▸ **What is asked**: The required output is the line that contains "carpet, that would be a great help." plus every line after it in the listing below, copied exactly as it appears.

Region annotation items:
----------------------------------------
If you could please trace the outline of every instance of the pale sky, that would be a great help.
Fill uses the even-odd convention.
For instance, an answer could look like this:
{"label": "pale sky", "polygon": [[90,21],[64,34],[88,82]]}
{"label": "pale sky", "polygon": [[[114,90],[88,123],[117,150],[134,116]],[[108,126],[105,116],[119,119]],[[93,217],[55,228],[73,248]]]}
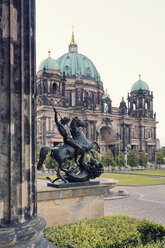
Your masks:
{"label": "pale sky", "polygon": [[68,52],[72,25],[78,52],[95,64],[112,105],[145,81],[154,95],[157,138],[165,145],[165,1],[37,0],[37,68]]}

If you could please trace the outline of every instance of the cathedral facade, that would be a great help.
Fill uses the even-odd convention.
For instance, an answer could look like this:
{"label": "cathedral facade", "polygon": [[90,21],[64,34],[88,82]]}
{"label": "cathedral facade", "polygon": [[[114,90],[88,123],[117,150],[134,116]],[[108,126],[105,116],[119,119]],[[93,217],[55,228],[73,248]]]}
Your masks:
{"label": "cathedral facade", "polygon": [[78,53],[72,33],[69,52],[57,60],[49,52],[37,72],[37,150],[62,143],[54,121],[55,106],[61,117],[78,116],[88,122],[84,133],[90,142],[98,141],[102,155],[108,149],[114,157],[119,151],[126,154],[134,149],[154,161],[157,122],[153,93],[140,75],[127,100],[127,104],[122,99],[119,107],[113,106],[95,65]]}

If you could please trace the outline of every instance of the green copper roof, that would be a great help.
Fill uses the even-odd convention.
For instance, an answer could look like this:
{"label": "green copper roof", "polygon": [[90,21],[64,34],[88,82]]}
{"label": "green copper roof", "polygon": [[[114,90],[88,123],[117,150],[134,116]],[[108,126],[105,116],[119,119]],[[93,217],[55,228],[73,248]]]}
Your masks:
{"label": "green copper roof", "polygon": [[57,61],[55,59],[52,59],[50,57],[48,57],[47,59],[43,60],[41,62],[41,64],[39,65],[38,71],[43,70],[59,70],[59,64],[57,63]]}
{"label": "green copper roof", "polygon": [[141,79],[139,79],[137,82],[135,82],[133,85],[132,85],[132,88],[131,88],[131,92],[132,91],[136,91],[136,90],[150,90],[149,87],[148,87],[148,84],[144,81],[142,81]]}
{"label": "green copper roof", "polygon": [[[74,49],[73,49],[74,48]],[[77,47],[70,47],[70,52],[57,59],[60,71],[66,77],[80,77],[100,82],[100,75],[93,62],[86,56],[77,52]]]}

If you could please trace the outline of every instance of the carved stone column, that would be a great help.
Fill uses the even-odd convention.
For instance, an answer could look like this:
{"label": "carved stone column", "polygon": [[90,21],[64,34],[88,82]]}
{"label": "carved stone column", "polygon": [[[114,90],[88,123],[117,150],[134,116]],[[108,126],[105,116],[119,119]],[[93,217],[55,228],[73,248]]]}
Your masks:
{"label": "carved stone column", "polygon": [[48,247],[37,216],[35,0],[0,1],[0,247]]}

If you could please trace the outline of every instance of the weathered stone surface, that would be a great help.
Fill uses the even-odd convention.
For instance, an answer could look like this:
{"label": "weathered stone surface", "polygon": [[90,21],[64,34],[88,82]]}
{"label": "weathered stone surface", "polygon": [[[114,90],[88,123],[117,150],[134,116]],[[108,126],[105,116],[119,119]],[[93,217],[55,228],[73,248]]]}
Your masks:
{"label": "weathered stone surface", "polygon": [[103,216],[105,189],[95,185],[38,191],[38,213],[48,226]]}
{"label": "weathered stone surface", "polygon": [[0,247],[47,247],[37,217],[35,0],[0,1]]}

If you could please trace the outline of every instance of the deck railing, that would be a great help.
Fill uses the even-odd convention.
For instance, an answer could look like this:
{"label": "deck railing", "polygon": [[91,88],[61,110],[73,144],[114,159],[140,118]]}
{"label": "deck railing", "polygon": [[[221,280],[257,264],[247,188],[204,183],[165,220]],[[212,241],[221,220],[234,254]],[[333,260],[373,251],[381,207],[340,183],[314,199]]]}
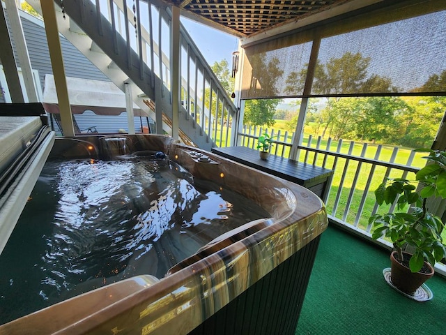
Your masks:
{"label": "deck railing", "polygon": [[[259,136],[265,132],[274,136],[271,153],[288,158],[293,133],[245,127],[238,133],[238,145],[255,149]],[[324,140],[312,135],[303,142],[298,147],[299,161],[334,171],[325,204],[329,218],[369,237],[371,228],[369,217],[378,211],[394,209],[393,206],[378,209],[375,189],[386,177],[415,179],[415,173],[424,163],[417,156],[422,153],[398,147],[332,138]]]}

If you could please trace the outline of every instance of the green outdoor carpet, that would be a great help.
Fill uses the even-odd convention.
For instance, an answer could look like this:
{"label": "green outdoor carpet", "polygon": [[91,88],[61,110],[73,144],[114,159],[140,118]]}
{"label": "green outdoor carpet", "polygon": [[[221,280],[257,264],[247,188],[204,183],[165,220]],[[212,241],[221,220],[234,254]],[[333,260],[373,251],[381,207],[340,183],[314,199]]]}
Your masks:
{"label": "green outdoor carpet", "polygon": [[385,282],[389,253],[330,226],[322,234],[296,334],[446,334],[446,279],[417,302]]}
----------------------------------------
▸ **Task response**:
If you could please trace the outline of every instance of the green outdoor carpet, that would be a great help.
Fill uses the even-odd convention.
For instance, an answer could look like this:
{"label": "green outdoor carpet", "polygon": [[91,88],[61,110],[73,144],[114,159],[140,118]]}
{"label": "green outdoor carpet", "polygon": [[[221,280],[257,264],[247,188],[204,183],[165,220]],[[212,241],[221,220],[234,254]],[[333,260],[373,251],[381,207],[340,183],[314,199]]]}
Your masks:
{"label": "green outdoor carpet", "polygon": [[385,282],[389,253],[330,226],[322,234],[296,334],[446,334],[446,279],[417,302]]}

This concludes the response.